### Task description
Lines before the one containing "Teacher note: locate the brown" are excluded; retype that line and all remaining lines of the material exactly.

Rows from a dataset
****************************************

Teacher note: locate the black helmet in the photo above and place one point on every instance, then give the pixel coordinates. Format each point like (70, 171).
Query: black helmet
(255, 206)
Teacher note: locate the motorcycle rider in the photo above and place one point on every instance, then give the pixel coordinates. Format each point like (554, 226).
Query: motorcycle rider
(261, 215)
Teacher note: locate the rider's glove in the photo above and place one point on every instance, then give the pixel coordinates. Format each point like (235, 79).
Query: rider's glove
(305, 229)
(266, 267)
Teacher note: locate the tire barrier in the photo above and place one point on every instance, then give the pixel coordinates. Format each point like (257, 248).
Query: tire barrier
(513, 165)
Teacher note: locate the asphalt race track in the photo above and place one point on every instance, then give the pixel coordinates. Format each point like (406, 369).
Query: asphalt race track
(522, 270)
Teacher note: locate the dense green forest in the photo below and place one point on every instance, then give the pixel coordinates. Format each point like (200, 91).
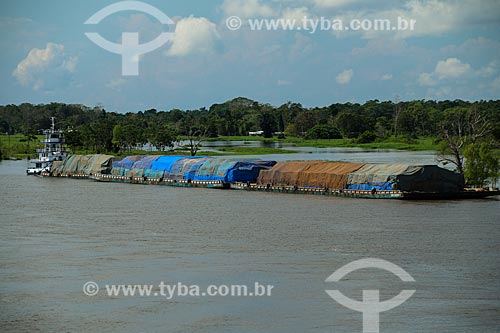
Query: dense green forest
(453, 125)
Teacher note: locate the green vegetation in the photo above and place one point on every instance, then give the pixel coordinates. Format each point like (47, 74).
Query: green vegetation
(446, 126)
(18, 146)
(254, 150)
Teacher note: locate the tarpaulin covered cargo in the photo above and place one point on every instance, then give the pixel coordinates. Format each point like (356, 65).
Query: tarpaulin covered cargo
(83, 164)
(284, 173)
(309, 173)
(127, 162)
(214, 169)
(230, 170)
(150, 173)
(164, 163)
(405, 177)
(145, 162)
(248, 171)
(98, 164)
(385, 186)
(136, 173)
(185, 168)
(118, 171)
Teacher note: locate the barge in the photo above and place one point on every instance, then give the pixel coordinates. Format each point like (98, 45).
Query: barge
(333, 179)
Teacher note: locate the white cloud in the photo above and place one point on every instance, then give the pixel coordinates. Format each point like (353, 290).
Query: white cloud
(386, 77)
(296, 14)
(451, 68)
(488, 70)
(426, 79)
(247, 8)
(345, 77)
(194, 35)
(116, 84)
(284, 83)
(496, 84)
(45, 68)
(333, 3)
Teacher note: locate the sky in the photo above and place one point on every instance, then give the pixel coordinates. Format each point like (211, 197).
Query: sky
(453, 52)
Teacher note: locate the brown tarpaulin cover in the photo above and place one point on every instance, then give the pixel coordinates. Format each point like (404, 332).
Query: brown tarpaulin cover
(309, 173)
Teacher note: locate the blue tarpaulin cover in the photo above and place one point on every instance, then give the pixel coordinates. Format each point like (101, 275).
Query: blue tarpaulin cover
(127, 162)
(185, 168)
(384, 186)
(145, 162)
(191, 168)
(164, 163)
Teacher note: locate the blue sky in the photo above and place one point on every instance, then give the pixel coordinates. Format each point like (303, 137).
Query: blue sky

****************************************

### Complete response
Teacher note: locate the brown tarpaulin cover in the photo above and place one point on every instance, then give the pixel coordinates. Format each point like (404, 332).
Query: brown tarpaulin cover
(309, 173)
Teacher note: locate the blue tarpaulin cover in the photo above and place one point on every instance, then give the pixel coordinates. Format each point like (101, 275).
Query: blue tarpaulin cover
(127, 162)
(185, 168)
(384, 186)
(145, 162)
(191, 168)
(164, 163)
Teacher note: locate the blue sky in the photo above and place one point on every instance, then give the pixel coordinates. Format each point like (303, 137).
Query: blue sky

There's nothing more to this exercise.